Data in this exercise:
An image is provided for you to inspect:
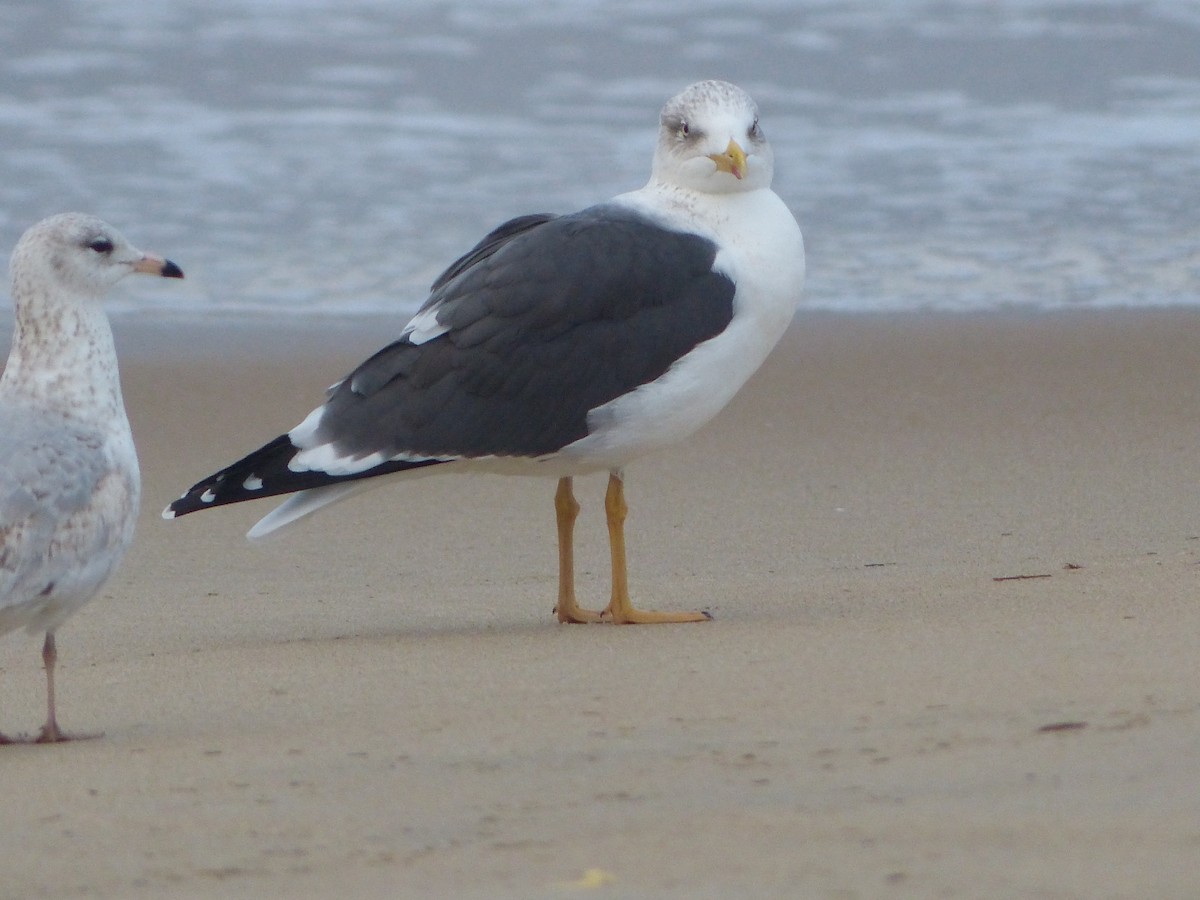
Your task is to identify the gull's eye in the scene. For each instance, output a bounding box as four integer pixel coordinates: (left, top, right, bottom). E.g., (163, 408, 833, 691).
(749, 117, 761, 139)
(662, 114, 695, 142)
(87, 238, 114, 254)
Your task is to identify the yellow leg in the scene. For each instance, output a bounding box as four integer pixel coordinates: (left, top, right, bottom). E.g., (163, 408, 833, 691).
(553, 477, 603, 623)
(601, 471, 712, 624)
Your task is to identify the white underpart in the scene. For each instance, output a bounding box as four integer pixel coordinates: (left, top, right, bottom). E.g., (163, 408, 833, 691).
(562, 183, 804, 467)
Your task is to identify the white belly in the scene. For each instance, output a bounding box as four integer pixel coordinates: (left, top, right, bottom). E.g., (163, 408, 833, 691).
(560, 185, 805, 470)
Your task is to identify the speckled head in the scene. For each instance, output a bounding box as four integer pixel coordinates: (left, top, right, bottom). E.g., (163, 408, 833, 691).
(652, 80, 774, 195)
(9, 213, 183, 308)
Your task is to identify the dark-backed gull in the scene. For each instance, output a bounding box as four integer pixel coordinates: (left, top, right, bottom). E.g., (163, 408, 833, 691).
(165, 80, 805, 625)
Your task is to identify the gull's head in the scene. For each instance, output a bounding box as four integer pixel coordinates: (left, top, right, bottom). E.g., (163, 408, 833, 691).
(651, 80, 774, 195)
(10, 212, 183, 302)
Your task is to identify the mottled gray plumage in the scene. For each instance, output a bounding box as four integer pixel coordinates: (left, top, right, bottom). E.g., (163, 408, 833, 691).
(1, 213, 182, 743)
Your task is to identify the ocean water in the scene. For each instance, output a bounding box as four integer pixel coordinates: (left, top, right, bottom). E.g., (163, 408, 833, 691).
(0, 0, 1197, 317)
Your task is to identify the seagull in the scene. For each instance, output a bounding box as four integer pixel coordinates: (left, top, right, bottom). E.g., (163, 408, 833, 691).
(1, 213, 183, 743)
(165, 80, 805, 625)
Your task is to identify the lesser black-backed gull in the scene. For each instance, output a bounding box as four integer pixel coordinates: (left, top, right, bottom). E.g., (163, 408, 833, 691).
(1, 213, 183, 742)
(165, 80, 805, 625)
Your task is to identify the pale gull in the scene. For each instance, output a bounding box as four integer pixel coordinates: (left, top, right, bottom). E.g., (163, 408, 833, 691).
(1, 213, 183, 743)
(165, 80, 805, 625)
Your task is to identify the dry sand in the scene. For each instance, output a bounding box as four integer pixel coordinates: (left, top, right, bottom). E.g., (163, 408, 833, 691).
(2, 309, 1200, 898)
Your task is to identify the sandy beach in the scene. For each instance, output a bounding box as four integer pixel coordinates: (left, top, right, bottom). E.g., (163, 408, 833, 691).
(3, 308, 1200, 898)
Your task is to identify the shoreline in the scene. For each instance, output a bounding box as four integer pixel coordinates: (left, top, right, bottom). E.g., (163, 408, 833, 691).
(95, 300, 1200, 353)
(3, 306, 1200, 897)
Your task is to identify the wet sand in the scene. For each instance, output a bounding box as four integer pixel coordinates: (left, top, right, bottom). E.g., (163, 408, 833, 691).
(3, 309, 1200, 898)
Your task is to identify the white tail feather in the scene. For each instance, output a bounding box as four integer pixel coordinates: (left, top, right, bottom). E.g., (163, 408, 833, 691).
(246, 482, 374, 541)
(245, 462, 456, 541)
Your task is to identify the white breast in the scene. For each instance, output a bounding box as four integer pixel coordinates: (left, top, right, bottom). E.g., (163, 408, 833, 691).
(561, 185, 805, 469)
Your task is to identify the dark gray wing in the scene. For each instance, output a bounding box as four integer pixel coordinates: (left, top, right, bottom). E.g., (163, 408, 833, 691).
(166, 204, 736, 516)
(427, 213, 558, 294)
(324, 204, 736, 458)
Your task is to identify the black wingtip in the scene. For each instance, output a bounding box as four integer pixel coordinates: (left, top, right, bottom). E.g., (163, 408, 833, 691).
(161, 434, 352, 520)
(162, 485, 217, 519)
(161, 259, 184, 279)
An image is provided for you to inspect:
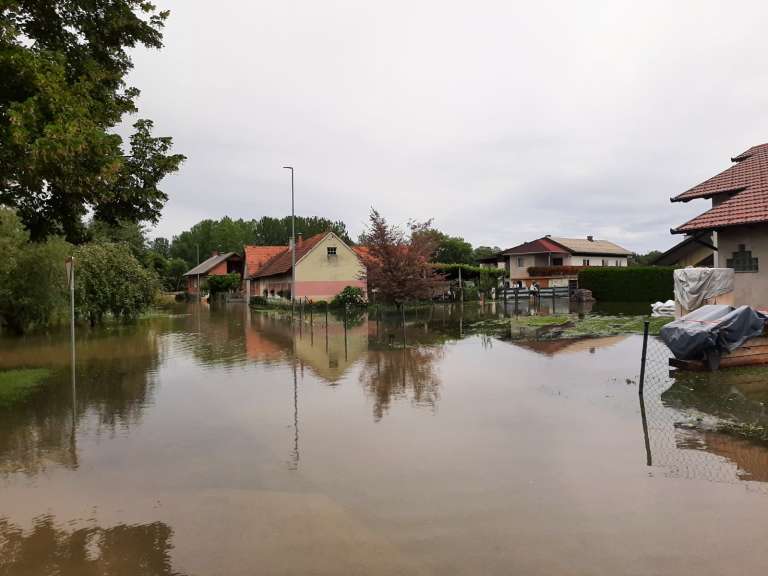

Requirement: The expected answer is the listing above, duplicated exactly, with its pictures removed.

Result for this exercise:
An image is provided for you to inspect:
Your task is to identify the gull's eye in the scene. For each instance, output a bounding box as four integer pixel coordinates: (left, top, right, bottom). E.g., (163, 408, 833, 691).
(749, 117, 761, 139)
(662, 114, 695, 142)
(87, 238, 114, 254)
Your task is to identify the yellow leg in the scene. For each instance, output a bounding box as four integer pixel coordinates: (left, top, right, bottom). E.g., (163, 408, 833, 691).
(553, 477, 603, 623)
(601, 471, 712, 624)
Your task is to identify the white underpart in the scene. For each instance, output a bounding box as four integer pixel coordinates: (left, top, right, bottom). E.g., (163, 408, 833, 691).
(562, 183, 804, 467)
Your task is to identify the white belly in the scene. For each instance, output a bounding box as four integer pixel coordinates: (left, top, right, bottom). E.g., (163, 408, 833, 691).
(560, 185, 805, 470)
Your task is to identify the speckled head in the scene. For each instance, output a bounding box as four integer pixel coordinates: (left, top, right, bottom). E.g., (163, 408, 833, 691).
(652, 80, 774, 195)
(9, 213, 183, 308)
Your task is to identify the dark-backed gull in the scene. For each instance, output a bounding box as four integer pixel coordinates: (left, top, right, bottom). E.g., (163, 408, 833, 691).
(165, 80, 805, 625)
Your task is to identify the gull's head in the scene. For each instance, output a bounding box as four integer pixel coordinates: (left, top, right, bottom). E.g., (163, 408, 833, 691).
(651, 80, 774, 195)
(10, 212, 183, 302)
Your task is to identify the mottled gray plumage in the scene. For each instance, output a bounding box as four integer pixel coordinates: (left, top, right, bottom). E.g., (163, 408, 833, 691).
(1, 213, 182, 743)
Your task is to identify the ocean water in the scene. For each instance, output a bounding box as four integer pixel coordinates: (left, top, right, bottom). E.g., (163, 408, 833, 691).
(0, 0, 1197, 317)
Your task is to identify the seagull in the scene. For each instance, output a bounding box as four integer pixel coordinates: (left, top, right, bottom). E.g., (163, 408, 833, 691).
(1, 213, 183, 743)
(165, 80, 805, 625)
Your task is to identify the lesser black-backed gull in the scene. For each instance, output a bounding box as four integer pixel coordinates: (left, top, right, bottom). E.g., (163, 408, 833, 691).
(1, 213, 183, 742)
(165, 80, 805, 625)
Your task is to identify the pale gull in the scene. For each instance, output a bounding box as four integer pixel coordinates: (left, top, right, bottom). E.g., (163, 408, 833, 691).
(1, 213, 183, 743)
(165, 80, 805, 625)
Your task is to identify the dry sand in the scene. For each instance, output a bounding box as four integer pixel coordinates: (left, top, right, bottom). E.g., (163, 408, 833, 691).
(2, 309, 1200, 898)
Your task is to identify the sandy beach in the scene. For each instance, output a bounding box as four integer pixel coordinates: (left, top, right, bottom). E.g., (163, 408, 833, 691).
(3, 308, 1200, 898)
Your task is to identify the shoreline in the scene. For each instance, output a bounding box as four integer pixel coordinates: (left, top, right, bottom). E.g., (163, 408, 833, 691).
(95, 300, 1200, 353)
(3, 306, 1200, 897)
Your task is to identify the wet sand in the scene. For each instance, output a bounding box as four integer pixel coordinates: (left, top, right, bottom). E.g., (163, 408, 833, 691).
(3, 309, 1200, 898)
Your task is to identify the white tail feather in the scene. For each instance, output a bounding box as four integer pixel coordinates: (left, top, right, bottom). E.g., (163, 408, 833, 691).
(246, 482, 374, 541)
(245, 462, 456, 541)
Your task is to identify the white breast in the scene. For each instance, output a bounding box as four integer pixel coordinates: (left, top, right, bottom). E.g., (163, 408, 833, 691).
(561, 185, 805, 469)
Your task is to identify the dark gray wing in the scene. For each instance, output a bounding box as four integer pixel coordinates: (left, top, right, bottom). E.g., (163, 408, 833, 691).
(166, 204, 736, 516)
(427, 213, 558, 294)
(324, 204, 736, 458)
Your task is to identify the black wingtip in the scene. For each instance, output a bounding box as four integer pixel coordinates: (left, top, right, bottom). E.g., (163, 408, 833, 691).
(161, 434, 352, 520)
(162, 485, 217, 519)
(161, 259, 184, 279)
An image is provided for you to inspect:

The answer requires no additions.